▶ **Material for this exercise**
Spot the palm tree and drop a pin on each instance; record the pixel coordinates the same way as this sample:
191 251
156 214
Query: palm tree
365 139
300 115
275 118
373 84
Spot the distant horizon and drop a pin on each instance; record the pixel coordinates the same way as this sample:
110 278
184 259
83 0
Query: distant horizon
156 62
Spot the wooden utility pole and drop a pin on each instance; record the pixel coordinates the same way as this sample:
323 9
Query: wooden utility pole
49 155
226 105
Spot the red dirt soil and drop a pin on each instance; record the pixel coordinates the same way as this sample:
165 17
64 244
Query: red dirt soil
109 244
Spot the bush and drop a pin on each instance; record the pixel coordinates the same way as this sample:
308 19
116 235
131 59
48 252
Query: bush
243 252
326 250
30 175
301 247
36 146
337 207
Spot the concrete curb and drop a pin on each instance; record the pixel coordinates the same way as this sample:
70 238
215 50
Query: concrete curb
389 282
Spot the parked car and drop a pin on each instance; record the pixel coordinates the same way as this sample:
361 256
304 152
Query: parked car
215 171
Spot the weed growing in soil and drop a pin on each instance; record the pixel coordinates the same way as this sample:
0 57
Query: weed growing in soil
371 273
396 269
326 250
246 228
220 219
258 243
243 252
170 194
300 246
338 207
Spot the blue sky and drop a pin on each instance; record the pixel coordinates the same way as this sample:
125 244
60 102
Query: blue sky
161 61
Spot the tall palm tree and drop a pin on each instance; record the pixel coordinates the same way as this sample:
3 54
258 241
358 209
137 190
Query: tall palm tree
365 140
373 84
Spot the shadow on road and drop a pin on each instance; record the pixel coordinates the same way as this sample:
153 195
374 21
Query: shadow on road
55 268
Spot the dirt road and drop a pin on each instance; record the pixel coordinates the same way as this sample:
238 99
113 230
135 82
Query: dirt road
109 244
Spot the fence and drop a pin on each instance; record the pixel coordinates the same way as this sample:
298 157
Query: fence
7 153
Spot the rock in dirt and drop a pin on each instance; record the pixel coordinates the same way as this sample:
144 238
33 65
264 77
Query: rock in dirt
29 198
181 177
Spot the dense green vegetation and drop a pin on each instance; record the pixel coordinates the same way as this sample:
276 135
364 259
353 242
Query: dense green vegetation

▶ **What this task involves**
Reproduce the entire listing above, replacing every occurrence of "drop a pin" with "place a marker" and keeping all other text the same.

▶ **Response to the task**
Spot the palm tree and place a marker on each instance; record the pixel coordinates the same way as this sample:
191 251
156 214
Query: palm tree
365 139
300 115
275 118
373 84
Spot the distant horizon and place a marker on each instance; record the pixel coordinates the same way as this sample:
110 278
184 259
83 0
Query: distant horizon
156 62
Spot the wooden utility pole and place a marker on each instance; record the pixel coordinates the same way as this sample:
323 9
Query: wooden utility pole
49 155
226 105
Spot the red dirt soil and place a marker on each instance; record the pixel coordinates the same way as this sample:
165 17
64 244
Query: red dirt soil
109 244
Spot the bush and place a marker on each instance; record the pixel coordinates the same way as this sample:
308 19
116 235
131 59
48 252
Query: bush
243 252
326 250
30 175
301 247
36 146
337 207
Spot the concrete curb and place a marker on each instance; record the pixel coordinates the same way as this sample:
70 238
215 50
Query: concrete curb
389 282
Spot the parked car and place a marker on each instance; record the pixel coordinates the same way as this sample:
361 256
304 152
Query: parked car
215 171
Spot the weed growing in soil and place a marker on each instance; record the pixel coordinates the same way as this sample:
0 57
Query: weed growing in soil
371 273
396 269
326 250
246 228
220 219
258 243
243 252
170 194
300 246
338 207
Spot the blue sky and place a marker on each instance; record the pixel coordinates the same way as this sample:
125 244
60 102
Query: blue sky
161 61
Spot the tall palm tree and place a marker on each instance; record the pixel coordinates the same way as this sample:
3 54
258 241
358 209
137 190
Query: tall palm tree
365 140
373 84
Spot the shadow on road and place a marker on each instance; record the pixel coordinates the same way as this sample:
153 195
374 21
Query: shadow on road
55 268
Spot the dirt road and place a marker on each instance; record the pixel coordinates the same way as this sample:
238 99
113 230
135 82
Query: dirt road
109 244
Spot the fence and place a marker on each instance; record the pixel coordinates the same way as this sample:
298 157
Query: fence
7 153
Spot the rock in dirt and place a marker on each instance; record the pixel coordinates the same way as this sample:
144 238
33 65
264 77
Query: rock in dirt
29 198
181 177
Spot the dense green vegetation and place a marker on each instance; record the pixel coordinates the same way as this sample:
276 135
364 259
353 242
Query: dense green vegetation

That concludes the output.